All of the material below is to be returned exactly.

_____

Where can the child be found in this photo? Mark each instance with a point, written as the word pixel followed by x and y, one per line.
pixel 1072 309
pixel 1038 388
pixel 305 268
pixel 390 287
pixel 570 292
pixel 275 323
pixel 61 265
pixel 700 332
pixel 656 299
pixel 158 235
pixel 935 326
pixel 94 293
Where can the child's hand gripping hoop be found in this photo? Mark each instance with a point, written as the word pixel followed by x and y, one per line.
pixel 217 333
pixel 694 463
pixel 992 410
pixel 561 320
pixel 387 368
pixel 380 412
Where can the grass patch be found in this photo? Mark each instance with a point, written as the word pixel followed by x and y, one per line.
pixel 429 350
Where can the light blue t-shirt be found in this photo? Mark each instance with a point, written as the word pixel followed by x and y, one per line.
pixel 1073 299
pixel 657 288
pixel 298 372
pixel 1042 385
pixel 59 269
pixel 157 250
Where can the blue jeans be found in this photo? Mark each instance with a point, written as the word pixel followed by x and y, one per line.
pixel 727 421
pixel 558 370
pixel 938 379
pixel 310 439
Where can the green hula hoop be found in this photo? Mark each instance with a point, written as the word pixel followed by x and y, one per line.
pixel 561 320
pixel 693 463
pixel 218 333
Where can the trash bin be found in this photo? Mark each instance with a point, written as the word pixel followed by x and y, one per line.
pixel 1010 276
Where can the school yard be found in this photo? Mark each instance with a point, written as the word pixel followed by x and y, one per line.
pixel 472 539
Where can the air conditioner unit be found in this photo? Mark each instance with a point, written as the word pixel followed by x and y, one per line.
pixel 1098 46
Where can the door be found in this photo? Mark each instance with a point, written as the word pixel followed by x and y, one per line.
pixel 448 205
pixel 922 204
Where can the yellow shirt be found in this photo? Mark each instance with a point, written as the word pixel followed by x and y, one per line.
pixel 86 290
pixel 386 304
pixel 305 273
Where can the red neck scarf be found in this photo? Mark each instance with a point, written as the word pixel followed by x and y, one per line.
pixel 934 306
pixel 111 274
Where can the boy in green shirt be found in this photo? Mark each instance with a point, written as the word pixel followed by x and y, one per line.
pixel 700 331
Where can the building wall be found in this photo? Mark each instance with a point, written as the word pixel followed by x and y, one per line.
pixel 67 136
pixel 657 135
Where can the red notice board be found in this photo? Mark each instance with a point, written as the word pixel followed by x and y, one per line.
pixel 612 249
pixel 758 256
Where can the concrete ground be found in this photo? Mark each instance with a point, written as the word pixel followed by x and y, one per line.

_____

In response
Where can the child be found in this photo? Mark each instance with a point, written as the word pixel followed by x and y, one per line.
pixel 1072 309
pixel 1038 388
pixel 305 268
pixel 390 287
pixel 570 292
pixel 275 323
pixel 61 265
pixel 700 332
pixel 656 299
pixel 158 235
pixel 935 326
pixel 94 293
Where can the child's hand gripping hoop be found in this photo? Mark each instance with a point, written as the word pixel followed by x and y, one per line.
pixel 217 333
pixel 694 463
pixel 992 410
pixel 561 320
pixel 387 368
pixel 380 412
Where can the grass patch be found in this photo? Mark each instance with a point, written as the word pixel followed by x and y, one per line.
pixel 429 350
Where can the light blue t-shirt be found in this photo? Mark each instance with a point, written as the word pixel followed by x and y, one per line.
pixel 1073 299
pixel 657 288
pixel 298 372
pixel 1042 385
pixel 59 269
pixel 157 250
Where can the blue jeans be found in this photo? Mark each instance with a point, written as the word pixel followed by x and y, one per line.
pixel 727 421
pixel 558 370
pixel 938 379
pixel 310 439
Where can the green hula hoop be found in this photo? Mark each instance with a point, written as the word pixel followed by x and y, one per line.
pixel 561 320
pixel 693 463
pixel 218 333
Where can the trash bin be found in this photo? Mark each instance with a point, written as the word pixel followed by x and y, one per line.
pixel 1010 276
Where can the school yard be found in this photo? Mark each instance with a point, written as the word pixel followed by x and y, one per line.
pixel 472 539
Where can the air conditioner unit be found in this photo? Mark each instance with a point, written as the word pixel followed by x and y, one per line.
pixel 1098 46
Where can the door be found in this photo? Mark each instance with a point, written as the word pixel followed by x and y, one per line.
pixel 448 205
pixel 922 204
Where can the yellow shirt be found in this photo? Mark each instance with a point, written as the word pixel followed by x and y, one per line.
pixel 86 290
pixel 386 304
pixel 305 273
Where can the red neck scarf be found in this photo? Mark each instance with a point, written as the word pixel followed by x and y, one per line.
pixel 934 306
pixel 111 274
Where can the boy in green shirt be found in this photo? Mark each instance with a point, written as the word pixel followed by x and y, one per line.
pixel 700 331
Where can the building wall be found in this photo? Mark each instance with a point, written as the word pixel followed by x and y, one per line.
pixel 67 136
pixel 657 135
Where can the red notice board be found in this photo? Mark each instance with a point, written as the word pixel followed by x and y, one per line.
pixel 612 249
pixel 758 256
Where can the concrete ground be found in this photo? Mark each instance with a point, written as the word pixel followed by x and y, one per line.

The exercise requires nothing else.